__PAGE TEXT__.

======

Read more about cow size:

Is There an Optimum Cow Size?


When studying bull catalogs, she tells producers to not stop at growth and carcass EPDs. Look carefully at mature cow weight EPDs and related indexes.

“Ask yourself whether the mature size implied by those genetics makes sense for your pasture, your feed resources and your stocking rate,” she summarizes. “Mature cow weight must be part of every replacement heifer discussion.”

2. Hair Shedding

Courter says hair shedding is one of the simplest, yet most powerful, adaptation traits the industry has largely overlooked. It measures how quickly a cow gets rid of her winter hair coat in late spring and early summer.

She explains the cows are scored on a 1–5 scale, where 1 is a slick summer coat and 5 is a full winter coat, with the others in between.

Why does this matter? In hot, humid environments or where endophyte‑infected fescue is common — like much of Missouri and the fescue belt — cows that hold onto their winter coat longer suffer more heat stress. Heat‑stressed cows are less likely to breed back early, produce less milk and wean lighter calves.

Research by the University of Missouri using data on about 14,000 Simmental and SimAngus cows from across the U.S. showed earlier‑shedding cows have a clear economic advantage. On the same scoring date, cows that scored a 1 (slick) weaned calves that were, on average, 45 lb. heavier than those from cows scored as 5 (full winter coat).

She emphasizes at today’s calf prices, 45 lb. of weaning weight is real money.


Read more about shedding:

Early Shedding Cows Produce Heavier Calves at Weaning


Even better, hair shedding is a fairly heritable trait — on par with, or even more heritable than, weaning weight.

That means producers can make real genetic progress by selecting for earlier shedders. In hot, fescue‑based systems especially, hair shedding should not be an afterthought. It belongs alongside traditional traits when deciding which females and sires fit your environment.

======

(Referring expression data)
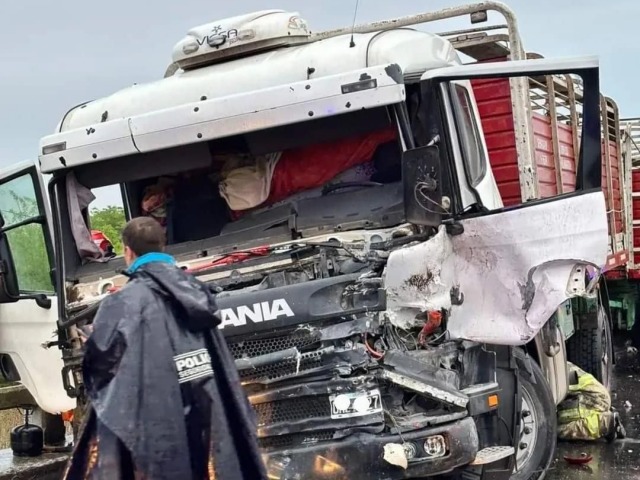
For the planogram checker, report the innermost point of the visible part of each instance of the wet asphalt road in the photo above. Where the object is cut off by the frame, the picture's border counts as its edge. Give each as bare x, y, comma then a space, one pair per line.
621, 459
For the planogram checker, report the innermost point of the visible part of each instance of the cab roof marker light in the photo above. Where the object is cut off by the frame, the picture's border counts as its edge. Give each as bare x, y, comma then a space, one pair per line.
53, 148
368, 84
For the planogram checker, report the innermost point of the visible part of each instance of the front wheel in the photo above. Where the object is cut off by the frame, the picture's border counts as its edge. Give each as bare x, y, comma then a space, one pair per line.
536, 443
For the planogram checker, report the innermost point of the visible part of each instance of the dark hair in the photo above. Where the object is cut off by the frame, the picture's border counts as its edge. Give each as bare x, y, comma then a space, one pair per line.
144, 235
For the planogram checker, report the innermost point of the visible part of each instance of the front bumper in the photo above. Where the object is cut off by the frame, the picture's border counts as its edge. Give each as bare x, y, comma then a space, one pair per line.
360, 456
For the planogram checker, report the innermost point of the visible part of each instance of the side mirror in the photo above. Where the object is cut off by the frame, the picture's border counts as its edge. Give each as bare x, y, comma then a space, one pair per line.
422, 186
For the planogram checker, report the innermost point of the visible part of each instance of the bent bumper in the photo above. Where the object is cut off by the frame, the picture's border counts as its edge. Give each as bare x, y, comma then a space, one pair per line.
360, 456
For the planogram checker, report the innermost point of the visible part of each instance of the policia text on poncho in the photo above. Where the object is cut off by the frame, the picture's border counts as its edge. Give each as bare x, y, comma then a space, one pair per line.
165, 397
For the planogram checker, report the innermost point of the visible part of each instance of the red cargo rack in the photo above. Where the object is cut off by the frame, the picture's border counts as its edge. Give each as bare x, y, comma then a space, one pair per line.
551, 135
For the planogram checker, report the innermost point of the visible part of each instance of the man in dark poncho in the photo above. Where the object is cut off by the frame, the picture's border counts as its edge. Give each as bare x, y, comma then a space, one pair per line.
165, 398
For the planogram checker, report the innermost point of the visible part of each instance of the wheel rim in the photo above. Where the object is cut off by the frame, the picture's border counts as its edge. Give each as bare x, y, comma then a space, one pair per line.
528, 431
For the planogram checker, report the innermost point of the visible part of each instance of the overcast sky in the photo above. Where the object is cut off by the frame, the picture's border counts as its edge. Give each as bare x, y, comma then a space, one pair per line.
58, 54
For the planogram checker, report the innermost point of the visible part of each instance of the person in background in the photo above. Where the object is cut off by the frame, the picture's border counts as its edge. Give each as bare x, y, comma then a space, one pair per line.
165, 400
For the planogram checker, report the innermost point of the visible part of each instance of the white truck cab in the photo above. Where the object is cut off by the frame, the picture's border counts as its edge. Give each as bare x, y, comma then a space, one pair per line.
350, 272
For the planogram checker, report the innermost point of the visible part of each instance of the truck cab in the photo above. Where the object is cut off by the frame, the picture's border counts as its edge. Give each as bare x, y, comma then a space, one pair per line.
388, 315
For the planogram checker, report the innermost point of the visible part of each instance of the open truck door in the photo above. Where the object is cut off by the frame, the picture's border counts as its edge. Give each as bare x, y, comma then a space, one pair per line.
28, 303
502, 272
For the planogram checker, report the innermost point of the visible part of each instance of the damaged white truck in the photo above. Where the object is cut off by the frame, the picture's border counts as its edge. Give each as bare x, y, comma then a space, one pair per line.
389, 317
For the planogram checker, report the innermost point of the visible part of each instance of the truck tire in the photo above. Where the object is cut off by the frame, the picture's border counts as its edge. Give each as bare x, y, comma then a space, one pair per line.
536, 445
591, 349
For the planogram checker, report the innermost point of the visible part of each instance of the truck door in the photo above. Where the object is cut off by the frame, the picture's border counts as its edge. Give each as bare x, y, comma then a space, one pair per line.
28, 303
513, 267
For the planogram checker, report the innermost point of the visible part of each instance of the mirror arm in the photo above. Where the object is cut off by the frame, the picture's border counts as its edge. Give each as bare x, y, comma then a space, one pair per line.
41, 299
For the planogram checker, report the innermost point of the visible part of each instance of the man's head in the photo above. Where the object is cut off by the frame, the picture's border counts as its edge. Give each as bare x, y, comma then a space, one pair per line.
140, 236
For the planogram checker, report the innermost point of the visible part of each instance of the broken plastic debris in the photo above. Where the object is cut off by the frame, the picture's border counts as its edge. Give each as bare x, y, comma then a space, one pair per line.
395, 455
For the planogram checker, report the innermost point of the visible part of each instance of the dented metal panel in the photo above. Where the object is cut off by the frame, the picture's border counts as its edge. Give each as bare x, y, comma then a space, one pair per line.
508, 270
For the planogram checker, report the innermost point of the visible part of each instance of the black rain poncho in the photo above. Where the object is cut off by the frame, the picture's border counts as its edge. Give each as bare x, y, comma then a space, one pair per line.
165, 397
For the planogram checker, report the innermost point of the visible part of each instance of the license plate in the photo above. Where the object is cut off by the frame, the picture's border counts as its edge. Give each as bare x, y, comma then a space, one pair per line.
357, 404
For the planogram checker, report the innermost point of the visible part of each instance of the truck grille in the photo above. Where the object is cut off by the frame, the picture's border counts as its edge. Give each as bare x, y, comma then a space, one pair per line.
253, 348
282, 370
292, 410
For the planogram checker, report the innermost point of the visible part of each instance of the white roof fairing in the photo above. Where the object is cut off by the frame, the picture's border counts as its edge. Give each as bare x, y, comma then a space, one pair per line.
410, 49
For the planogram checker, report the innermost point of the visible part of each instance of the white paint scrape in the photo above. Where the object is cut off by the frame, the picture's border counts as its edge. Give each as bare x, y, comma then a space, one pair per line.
514, 269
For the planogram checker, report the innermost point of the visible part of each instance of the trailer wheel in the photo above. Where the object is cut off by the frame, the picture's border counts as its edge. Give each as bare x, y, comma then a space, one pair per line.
591, 349
536, 444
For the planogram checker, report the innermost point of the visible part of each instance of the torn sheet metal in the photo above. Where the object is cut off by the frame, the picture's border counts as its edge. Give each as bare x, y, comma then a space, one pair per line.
513, 269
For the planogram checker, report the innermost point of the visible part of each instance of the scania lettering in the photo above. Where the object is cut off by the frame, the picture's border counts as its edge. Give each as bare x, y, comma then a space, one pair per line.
259, 312
405, 232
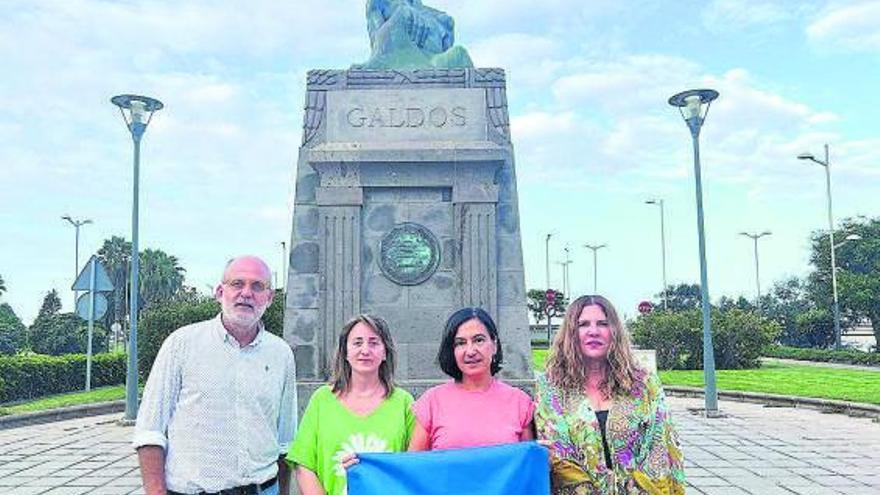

======

__ASSIGNMENT 1__.
Decide whether each statement agrees with the beef cow text. Answer yes or no for each, and quote the deciding words.
(a) Cows are scored for hair shedding on a 1–5 scale, with 1 meaning a full winter coat.
(b) The University of Missouri research used data on about 14,000 Simmental and SimAngus cows.
(c) Hair shedding is described as less heritable than weaning weight.
__ASSIGNMENT 2__.
Please translate this sentence from the beef cow text into Spanish: "Heat‑stressed cows are less likely to breed back early, produce less milk and wean lighter calves."
__ASSIGNMENT 3__.
In the beef cow text, how much heavier on average were calves from cows scored 1 than calves from cows scored 5?

__RESPONSE BOX 1__.
(a) No: "where 1 is a slick summer coat and 5 is a full winter coat"
(b) Yes: "using data on about 14,000 Simmental and SimAngus cows"
(c) No: "on par with, or even more heritable than, weaning weight"

__RESPONSE BOX 2__.
Las vacas con estrés por calor tienen menos probabilidades de volver a preñarse temprano, producen menos leche y destetan terneros más livianos.

__RESPONSE BOX 3__.
45 lb. heavier on average.